(Stored dataset items)
══════════

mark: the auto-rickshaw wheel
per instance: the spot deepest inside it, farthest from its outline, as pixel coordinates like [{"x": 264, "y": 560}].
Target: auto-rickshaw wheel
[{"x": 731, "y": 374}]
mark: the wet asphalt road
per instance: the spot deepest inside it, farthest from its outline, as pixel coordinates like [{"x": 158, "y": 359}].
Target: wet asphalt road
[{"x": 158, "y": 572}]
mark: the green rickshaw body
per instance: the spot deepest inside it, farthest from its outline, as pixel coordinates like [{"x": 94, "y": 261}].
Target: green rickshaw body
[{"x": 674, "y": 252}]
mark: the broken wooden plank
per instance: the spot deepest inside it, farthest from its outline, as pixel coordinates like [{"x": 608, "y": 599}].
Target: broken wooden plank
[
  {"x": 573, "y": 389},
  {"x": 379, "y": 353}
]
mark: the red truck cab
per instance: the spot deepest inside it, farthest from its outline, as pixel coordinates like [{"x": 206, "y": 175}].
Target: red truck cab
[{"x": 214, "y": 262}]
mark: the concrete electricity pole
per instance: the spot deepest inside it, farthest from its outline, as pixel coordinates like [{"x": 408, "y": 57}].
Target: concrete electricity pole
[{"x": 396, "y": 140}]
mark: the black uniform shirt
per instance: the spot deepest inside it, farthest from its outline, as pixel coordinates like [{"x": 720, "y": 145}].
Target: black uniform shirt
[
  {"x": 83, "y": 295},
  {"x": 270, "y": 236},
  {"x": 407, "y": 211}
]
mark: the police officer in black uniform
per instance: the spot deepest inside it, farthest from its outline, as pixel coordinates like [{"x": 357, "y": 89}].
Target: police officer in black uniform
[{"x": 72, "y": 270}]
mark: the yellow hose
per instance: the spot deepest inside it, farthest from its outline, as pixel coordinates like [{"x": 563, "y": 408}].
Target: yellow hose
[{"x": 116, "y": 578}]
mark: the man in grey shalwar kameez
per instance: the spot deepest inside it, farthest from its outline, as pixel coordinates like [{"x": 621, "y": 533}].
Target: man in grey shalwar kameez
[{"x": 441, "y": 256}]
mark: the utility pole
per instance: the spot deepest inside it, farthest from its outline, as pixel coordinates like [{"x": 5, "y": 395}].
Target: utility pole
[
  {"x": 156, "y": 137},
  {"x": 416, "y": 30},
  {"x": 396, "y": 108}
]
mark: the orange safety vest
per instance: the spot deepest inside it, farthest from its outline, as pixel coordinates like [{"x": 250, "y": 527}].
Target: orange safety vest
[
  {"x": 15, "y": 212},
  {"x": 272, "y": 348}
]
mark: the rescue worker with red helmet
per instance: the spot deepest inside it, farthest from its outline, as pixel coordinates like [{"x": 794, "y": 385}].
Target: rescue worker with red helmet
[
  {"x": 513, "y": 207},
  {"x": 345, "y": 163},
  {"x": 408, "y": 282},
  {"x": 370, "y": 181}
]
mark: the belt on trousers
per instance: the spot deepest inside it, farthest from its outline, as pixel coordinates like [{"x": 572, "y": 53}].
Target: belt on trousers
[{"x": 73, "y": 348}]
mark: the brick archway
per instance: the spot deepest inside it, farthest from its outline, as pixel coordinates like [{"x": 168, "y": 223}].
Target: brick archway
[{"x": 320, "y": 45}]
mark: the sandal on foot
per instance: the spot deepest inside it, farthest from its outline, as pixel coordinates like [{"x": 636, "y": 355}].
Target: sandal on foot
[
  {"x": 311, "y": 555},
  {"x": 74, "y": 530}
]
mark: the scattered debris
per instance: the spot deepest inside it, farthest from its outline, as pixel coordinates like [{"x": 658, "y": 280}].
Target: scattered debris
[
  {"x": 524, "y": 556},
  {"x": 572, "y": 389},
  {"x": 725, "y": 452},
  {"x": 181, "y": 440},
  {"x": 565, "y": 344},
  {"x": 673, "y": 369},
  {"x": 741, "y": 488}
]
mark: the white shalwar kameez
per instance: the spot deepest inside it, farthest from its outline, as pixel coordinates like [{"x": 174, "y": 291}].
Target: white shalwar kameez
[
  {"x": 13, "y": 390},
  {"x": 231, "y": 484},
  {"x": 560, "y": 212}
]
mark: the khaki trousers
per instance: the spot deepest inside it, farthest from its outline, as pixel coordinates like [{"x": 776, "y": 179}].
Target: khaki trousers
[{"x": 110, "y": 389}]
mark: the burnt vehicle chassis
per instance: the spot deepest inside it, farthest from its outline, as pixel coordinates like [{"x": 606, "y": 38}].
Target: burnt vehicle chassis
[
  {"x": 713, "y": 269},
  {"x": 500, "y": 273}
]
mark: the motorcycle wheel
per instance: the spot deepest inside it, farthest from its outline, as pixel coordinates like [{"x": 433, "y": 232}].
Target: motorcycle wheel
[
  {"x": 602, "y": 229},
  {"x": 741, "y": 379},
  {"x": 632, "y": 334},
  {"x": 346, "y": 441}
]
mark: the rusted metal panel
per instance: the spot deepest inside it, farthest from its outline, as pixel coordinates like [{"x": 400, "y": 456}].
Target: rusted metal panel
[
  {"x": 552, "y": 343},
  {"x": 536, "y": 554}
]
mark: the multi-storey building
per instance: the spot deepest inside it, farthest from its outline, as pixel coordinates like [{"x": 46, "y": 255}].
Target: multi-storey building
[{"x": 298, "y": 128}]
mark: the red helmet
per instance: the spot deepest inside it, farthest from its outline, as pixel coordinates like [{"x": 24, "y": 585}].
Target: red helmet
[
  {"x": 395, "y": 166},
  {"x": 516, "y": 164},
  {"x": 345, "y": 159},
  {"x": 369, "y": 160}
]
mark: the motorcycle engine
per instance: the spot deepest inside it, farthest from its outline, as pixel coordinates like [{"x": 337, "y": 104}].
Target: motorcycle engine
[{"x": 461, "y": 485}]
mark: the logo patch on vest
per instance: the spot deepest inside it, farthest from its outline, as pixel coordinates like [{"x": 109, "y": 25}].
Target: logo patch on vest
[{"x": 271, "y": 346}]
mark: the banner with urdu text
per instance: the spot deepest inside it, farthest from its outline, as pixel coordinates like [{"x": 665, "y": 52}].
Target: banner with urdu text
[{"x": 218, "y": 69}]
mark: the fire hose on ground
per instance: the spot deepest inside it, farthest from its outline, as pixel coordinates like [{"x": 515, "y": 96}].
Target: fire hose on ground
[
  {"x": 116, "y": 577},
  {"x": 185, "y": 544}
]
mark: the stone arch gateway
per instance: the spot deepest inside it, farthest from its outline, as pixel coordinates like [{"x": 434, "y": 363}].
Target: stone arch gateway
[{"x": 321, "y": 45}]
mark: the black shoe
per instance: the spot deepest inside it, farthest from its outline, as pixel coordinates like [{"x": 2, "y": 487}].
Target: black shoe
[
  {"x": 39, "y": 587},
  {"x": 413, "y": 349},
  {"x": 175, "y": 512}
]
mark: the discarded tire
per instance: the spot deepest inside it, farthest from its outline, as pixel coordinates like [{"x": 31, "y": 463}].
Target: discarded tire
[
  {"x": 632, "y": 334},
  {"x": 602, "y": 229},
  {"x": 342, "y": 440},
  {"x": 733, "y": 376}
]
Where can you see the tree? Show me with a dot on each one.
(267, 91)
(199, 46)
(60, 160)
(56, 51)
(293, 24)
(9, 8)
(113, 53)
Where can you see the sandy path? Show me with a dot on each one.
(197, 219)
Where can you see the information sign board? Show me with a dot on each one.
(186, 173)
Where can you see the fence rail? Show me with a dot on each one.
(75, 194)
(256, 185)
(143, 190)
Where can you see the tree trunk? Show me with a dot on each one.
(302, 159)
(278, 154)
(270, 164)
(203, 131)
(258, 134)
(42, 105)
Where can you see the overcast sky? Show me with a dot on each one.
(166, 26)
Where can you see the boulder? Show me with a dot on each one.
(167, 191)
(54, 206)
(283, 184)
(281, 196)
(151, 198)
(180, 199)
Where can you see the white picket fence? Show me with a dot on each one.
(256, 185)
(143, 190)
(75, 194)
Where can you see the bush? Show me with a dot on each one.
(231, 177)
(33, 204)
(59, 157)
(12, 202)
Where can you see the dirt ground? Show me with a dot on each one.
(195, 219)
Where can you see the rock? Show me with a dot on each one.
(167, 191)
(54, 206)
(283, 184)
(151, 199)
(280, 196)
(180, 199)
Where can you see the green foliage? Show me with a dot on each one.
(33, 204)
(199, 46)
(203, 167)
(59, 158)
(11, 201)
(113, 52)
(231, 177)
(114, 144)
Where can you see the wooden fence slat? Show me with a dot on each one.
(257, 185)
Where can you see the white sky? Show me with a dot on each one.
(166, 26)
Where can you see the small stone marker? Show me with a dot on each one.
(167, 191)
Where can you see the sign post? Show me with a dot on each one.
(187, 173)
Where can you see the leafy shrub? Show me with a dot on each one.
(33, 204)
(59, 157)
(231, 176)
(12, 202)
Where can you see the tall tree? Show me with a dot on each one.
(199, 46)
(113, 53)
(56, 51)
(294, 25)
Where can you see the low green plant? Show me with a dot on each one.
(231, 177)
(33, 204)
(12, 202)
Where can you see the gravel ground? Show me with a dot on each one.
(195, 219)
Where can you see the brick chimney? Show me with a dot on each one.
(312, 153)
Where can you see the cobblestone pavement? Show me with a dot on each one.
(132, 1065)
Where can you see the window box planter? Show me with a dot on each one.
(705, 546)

══════════

ABOUT THIS EXERCISE: Transcribe the records above exactly, from the opening line down to and including the line with "mark: the broken wooden plank".

REPLY TO THE EXERCISE:
mark: the auto-rickshaw wheel
per instance: the spot deepest inside it, farthest from its outline, as pixel coordinates like [{"x": 264, "y": 560}].
Target: auto-rickshaw wheel
[{"x": 731, "y": 374}]
mark: the wet asphalt road
per instance: the spot deepest inside it, farthest from its outline, as pixel coordinates like [{"x": 158, "y": 359}].
Target: wet asphalt road
[{"x": 158, "y": 572}]
mark: the green rickshaw body
per instance: the spot deepest inside it, farthest from its outline, as pixel coordinates like [{"x": 94, "y": 261}].
Target: green rickshaw body
[{"x": 674, "y": 252}]
mark: the broken wooden plank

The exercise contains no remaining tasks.